● WHAT IS NEEDED: Print every line of the listing below, starting with the line that holds "of the woman's" and going on through the line that holds "of the potted", both included, and print nothing else.

┄┄┄┄┄┄

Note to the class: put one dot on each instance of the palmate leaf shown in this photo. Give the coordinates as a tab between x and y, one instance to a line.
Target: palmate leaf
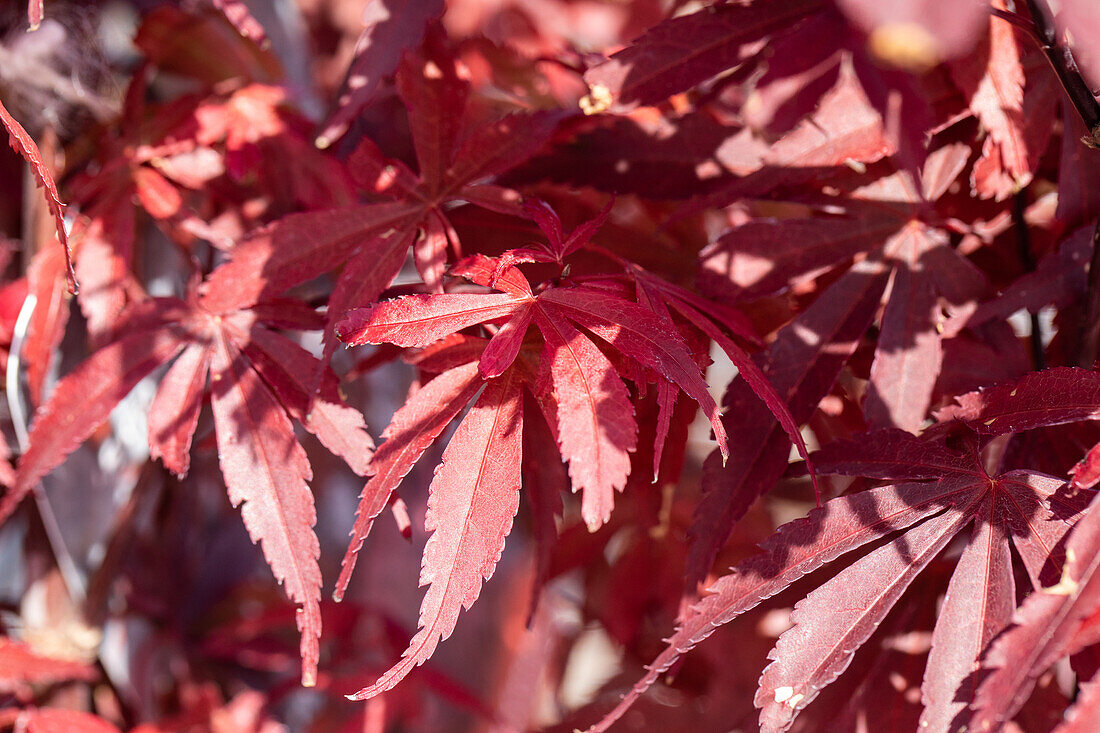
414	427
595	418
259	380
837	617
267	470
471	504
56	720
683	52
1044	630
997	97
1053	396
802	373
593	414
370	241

┄┄┄┄┄┄

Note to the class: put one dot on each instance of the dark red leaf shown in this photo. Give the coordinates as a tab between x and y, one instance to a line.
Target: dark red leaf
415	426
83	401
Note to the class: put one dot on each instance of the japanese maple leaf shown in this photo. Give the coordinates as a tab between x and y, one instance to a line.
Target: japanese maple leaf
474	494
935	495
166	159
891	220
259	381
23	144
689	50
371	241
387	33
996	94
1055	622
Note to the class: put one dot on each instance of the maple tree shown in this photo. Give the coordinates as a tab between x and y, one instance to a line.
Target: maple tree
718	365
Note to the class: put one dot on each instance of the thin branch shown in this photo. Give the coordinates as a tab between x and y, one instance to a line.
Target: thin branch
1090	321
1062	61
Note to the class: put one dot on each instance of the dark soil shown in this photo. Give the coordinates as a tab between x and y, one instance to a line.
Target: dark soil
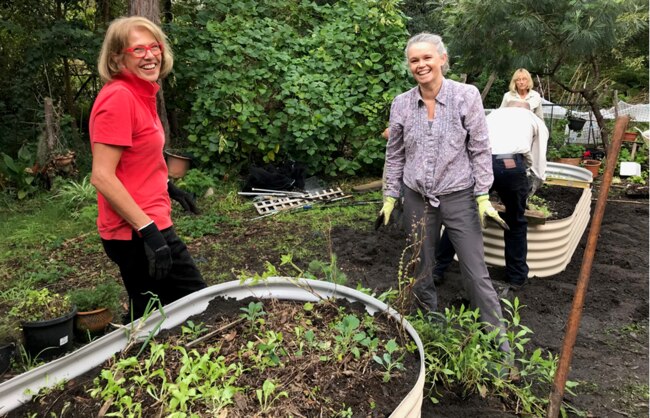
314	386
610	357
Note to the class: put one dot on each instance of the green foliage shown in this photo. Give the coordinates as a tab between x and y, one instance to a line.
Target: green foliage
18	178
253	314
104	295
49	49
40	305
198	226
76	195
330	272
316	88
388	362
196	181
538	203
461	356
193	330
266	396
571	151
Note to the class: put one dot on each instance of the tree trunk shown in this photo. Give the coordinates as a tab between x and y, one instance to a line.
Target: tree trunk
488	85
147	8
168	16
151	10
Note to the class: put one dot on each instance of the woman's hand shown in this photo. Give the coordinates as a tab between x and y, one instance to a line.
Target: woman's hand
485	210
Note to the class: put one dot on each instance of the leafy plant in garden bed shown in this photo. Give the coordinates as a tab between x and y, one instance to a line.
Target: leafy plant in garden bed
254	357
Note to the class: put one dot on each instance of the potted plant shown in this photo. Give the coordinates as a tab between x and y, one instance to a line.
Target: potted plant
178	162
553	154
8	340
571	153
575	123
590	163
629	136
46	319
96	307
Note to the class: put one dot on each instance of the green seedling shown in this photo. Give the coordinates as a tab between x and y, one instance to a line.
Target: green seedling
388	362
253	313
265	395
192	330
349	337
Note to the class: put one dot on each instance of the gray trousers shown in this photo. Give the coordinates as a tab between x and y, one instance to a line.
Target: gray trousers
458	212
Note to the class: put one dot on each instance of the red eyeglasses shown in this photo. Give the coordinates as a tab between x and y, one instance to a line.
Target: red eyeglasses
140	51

┄┄┄┄┄┄

● ANSWER TO THIS TASK:
Note to the class: put one dot on each instance of the woman's hand shown in this photo. Give the coordinates as a tab between x and y, one instance to a line.
Target: woman's hand
485	210
Note to the class: put one dot on each instance of the leafy plant in garden bed shown in this photo. Give the coordinates as a tab between x and y, one instance to a line.
Target: leafy plant in garden bed
254	357
Note to the class: put one dot on each instance of the potted plant shown in this photo. Give the coordinates as a tab between x and y, one instance to a line.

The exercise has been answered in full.